## What the task asks
Return every line below that contains the string "firefighter", copied in full.

____ Data records

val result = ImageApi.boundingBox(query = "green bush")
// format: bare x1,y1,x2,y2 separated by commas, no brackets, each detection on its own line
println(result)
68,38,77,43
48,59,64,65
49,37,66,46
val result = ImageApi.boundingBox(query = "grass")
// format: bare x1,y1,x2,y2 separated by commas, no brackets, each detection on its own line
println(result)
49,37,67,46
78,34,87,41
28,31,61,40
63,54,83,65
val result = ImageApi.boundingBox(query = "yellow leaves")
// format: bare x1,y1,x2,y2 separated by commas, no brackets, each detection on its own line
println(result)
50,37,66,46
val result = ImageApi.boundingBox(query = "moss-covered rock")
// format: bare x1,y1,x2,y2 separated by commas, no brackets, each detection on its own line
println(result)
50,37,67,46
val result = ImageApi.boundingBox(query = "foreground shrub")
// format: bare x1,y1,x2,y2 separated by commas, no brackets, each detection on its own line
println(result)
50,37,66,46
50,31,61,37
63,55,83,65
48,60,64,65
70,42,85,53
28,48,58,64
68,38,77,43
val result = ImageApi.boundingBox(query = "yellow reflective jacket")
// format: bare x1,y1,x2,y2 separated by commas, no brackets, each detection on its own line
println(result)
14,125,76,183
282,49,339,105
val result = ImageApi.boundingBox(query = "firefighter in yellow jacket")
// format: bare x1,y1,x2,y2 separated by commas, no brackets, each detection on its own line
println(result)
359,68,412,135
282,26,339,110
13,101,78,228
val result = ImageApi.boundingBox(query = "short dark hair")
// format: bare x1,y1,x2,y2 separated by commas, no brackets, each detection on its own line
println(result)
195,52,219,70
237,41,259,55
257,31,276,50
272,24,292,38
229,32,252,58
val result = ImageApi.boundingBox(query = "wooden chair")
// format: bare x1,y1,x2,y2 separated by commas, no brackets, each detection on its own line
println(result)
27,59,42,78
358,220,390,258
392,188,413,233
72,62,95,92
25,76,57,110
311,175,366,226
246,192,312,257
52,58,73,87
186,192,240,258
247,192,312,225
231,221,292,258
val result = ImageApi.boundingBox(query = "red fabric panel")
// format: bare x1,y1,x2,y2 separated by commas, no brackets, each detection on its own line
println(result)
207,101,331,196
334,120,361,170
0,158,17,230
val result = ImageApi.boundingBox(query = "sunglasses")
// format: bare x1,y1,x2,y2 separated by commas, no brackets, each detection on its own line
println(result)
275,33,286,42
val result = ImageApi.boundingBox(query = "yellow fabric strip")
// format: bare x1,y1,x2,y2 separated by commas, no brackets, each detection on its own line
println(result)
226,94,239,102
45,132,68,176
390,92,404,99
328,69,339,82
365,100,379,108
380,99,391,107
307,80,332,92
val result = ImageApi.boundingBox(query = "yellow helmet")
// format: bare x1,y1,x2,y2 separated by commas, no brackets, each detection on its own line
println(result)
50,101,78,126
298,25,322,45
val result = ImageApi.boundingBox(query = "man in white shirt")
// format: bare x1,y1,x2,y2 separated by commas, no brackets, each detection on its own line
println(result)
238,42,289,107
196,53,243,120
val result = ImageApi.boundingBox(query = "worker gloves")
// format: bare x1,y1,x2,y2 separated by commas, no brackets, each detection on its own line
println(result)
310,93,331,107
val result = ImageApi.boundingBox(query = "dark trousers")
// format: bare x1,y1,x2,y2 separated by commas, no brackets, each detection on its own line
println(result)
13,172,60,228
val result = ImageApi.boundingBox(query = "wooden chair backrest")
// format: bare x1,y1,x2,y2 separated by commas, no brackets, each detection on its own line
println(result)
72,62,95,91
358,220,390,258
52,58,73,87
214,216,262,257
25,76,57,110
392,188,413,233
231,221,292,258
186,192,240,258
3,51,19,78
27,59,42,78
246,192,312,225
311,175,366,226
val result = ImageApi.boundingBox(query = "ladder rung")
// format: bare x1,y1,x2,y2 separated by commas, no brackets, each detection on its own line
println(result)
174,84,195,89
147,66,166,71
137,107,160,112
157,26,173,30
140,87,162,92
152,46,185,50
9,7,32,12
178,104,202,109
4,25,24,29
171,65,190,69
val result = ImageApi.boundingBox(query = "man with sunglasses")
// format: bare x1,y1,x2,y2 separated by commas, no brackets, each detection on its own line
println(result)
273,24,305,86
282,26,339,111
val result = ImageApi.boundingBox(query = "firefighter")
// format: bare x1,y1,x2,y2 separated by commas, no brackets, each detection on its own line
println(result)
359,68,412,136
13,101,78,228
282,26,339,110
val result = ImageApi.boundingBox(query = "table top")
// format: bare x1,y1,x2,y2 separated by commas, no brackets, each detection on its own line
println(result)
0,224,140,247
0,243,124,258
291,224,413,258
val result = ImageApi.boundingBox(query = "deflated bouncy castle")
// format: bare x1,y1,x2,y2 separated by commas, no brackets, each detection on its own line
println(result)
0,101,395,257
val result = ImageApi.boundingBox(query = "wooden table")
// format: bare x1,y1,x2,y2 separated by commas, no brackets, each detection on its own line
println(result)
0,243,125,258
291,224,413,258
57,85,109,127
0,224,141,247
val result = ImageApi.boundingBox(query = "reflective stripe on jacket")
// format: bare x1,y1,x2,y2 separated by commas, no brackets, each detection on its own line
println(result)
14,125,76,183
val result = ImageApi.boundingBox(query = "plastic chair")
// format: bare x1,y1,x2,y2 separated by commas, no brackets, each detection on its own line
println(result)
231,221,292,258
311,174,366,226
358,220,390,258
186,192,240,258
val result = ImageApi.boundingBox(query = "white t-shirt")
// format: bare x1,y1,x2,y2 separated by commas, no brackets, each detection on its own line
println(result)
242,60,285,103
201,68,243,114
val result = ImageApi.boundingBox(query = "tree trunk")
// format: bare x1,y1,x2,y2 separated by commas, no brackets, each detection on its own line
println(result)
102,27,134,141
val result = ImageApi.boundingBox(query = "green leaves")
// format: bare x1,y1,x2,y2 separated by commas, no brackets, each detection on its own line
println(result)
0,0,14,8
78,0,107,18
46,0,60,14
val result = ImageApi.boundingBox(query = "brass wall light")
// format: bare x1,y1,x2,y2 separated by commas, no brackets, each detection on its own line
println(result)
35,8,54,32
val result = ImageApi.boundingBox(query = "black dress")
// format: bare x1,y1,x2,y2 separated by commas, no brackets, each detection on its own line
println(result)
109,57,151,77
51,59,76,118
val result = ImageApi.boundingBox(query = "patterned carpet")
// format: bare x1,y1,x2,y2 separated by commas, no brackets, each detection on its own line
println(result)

________

## Correct result
val result = ImageApi.boundingBox(query = "firefighter in yellow jacket")
val result = ImageApi.boundingBox(query = "firefighter")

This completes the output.